Reproduce each of the following lines verbatim, in the same order.

Listed entries
# # # # #
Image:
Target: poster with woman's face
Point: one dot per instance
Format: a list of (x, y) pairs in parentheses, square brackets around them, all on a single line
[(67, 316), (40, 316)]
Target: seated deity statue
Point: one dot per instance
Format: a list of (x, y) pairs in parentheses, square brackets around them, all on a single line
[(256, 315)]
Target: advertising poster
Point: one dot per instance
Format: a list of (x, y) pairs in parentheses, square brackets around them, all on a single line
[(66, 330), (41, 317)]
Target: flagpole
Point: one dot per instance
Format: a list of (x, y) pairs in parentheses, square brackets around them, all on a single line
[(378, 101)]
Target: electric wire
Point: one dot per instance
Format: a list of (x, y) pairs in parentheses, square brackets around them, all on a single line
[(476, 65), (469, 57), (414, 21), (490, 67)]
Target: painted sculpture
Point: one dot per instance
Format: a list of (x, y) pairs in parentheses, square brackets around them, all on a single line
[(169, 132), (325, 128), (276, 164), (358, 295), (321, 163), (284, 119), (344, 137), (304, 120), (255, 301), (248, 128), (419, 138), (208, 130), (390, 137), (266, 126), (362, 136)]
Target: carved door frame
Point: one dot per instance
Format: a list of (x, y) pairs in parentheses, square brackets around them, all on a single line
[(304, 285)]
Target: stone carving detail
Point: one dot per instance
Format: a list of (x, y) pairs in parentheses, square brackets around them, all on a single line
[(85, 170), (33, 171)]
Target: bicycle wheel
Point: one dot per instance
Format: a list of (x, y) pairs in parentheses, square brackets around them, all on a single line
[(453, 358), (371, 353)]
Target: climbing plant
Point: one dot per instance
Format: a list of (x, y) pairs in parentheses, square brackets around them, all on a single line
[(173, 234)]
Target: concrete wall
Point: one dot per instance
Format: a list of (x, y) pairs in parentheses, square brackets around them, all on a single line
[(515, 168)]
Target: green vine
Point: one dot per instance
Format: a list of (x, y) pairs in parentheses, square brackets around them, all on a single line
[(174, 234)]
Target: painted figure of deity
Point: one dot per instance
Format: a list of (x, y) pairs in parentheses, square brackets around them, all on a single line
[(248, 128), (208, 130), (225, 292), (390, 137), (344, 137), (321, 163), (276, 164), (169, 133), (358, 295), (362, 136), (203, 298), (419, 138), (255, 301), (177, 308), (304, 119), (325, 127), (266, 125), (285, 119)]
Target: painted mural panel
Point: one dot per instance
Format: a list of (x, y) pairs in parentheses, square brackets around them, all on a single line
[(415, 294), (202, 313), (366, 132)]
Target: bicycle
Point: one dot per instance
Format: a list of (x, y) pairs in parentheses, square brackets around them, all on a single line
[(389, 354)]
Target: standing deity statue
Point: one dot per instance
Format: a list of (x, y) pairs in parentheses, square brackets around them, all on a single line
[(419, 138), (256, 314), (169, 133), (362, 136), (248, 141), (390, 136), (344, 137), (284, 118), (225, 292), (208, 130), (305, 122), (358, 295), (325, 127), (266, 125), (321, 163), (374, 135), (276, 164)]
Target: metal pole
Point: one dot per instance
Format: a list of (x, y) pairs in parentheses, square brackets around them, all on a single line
# # # # #
Solved exercise
Image:
Target: poster with woman's face
Point: one dot per instance
Format: a list of (x, y) pairs in parentheses, square brackets around them, all on a single line
[(67, 316), (40, 316)]
Target: seated deity statue
Point: one dot per instance
Format: a list of (x, y) pairs in parentheses, square brackets around them, all on a single line
[(256, 315)]
Target: advertising poster
Point: one dot per instance
Format: a list of (x, y) pairs in parentheses, square brackets around them, all on a single line
[(66, 330), (41, 317)]
Target: flagpole
Point: one dot per instance
Format: a list of (x, y) pairs in parentheses, square brackets around them, all on a single line
[(378, 101)]
Target: electric wire
Point: one dot per instance
Format: a list of (x, y) pairs in parentheses, square brackets around them, all on a single line
[(476, 65), (469, 57), (414, 21), (490, 67)]
Target: painted sculpture
Point: one dot per instance
Format: a list of (x, y) pairs in parentheses, square brackets around them, all on a single line
[(169, 132), (325, 128), (276, 164), (358, 295), (321, 163), (284, 119), (344, 137), (304, 120), (255, 301), (248, 128), (419, 138), (208, 130), (390, 137), (266, 126), (362, 136)]
Target: carved door frame
Point: one dot per instance
Format: a list of (x, y) pairs in parentheses, square brackets around them, all on a single line
[(304, 285)]
Target: stone carving detail
Point: one dot per instance
Format: a list of (x, y) pairs in parentheses, square brackets around them, all on a single line
[(85, 170), (33, 171)]
Target: bicycle wheel
Point: one dot per instance
Format: a list of (x, y) pairs in parentheses, square brackets around them, all on a single line
[(453, 358), (371, 353)]
Target: climbing plant
Point: one dot per instance
Format: a list of (x, y) pairs in parentheses, square brackets around them, all on a single line
[(173, 234)]
Target: concrete wall
Point: one dot per instance
Format: a list of (x, y) pairs in parentheses, square brackets around them, all on a single line
[(515, 168)]
Target: green vine
Point: one dot per instance
Format: a list of (x, y) pairs in parentheses, square brackets around them, all on a single line
[(174, 234)]
Target: painted figure of deity
Point: one dot per instance
Format: a list of (x, y) pairs in parentheses, square brackets around them, all on a single line
[(248, 128), (208, 130), (225, 292), (390, 137), (344, 137), (321, 163), (276, 164), (169, 133), (358, 295), (362, 136), (203, 298), (419, 138), (255, 301), (177, 308), (304, 119), (325, 127), (266, 125), (285, 119)]
Target: painted mural panel
Point: one dot per instance
Format: a list of (x, y) pairs in parentheses, square brackets around them, all on a single line
[(415, 294), (202, 313), (366, 132)]
Target: bicycle
Point: one dot per instance
Format: a list of (x, y) pairs in parentheses, square brackets around them, all on a single line
[(389, 354)]
Target: standing deity statue
Point: one dot per instance
Format: a list of (x, y) pairs in parentheses, square brackets around them, all on a single line
[(419, 138), (256, 314), (169, 133), (362, 136), (248, 141), (390, 136), (344, 137), (284, 118), (225, 292), (208, 130), (305, 122), (358, 295), (325, 127), (266, 125), (321, 163), (374, 135), (276, 164)]
Target: metal pole
Point: one dot per instance
Format: a list of (x, y) pairs in parentheses, square brackets around them, all on a single line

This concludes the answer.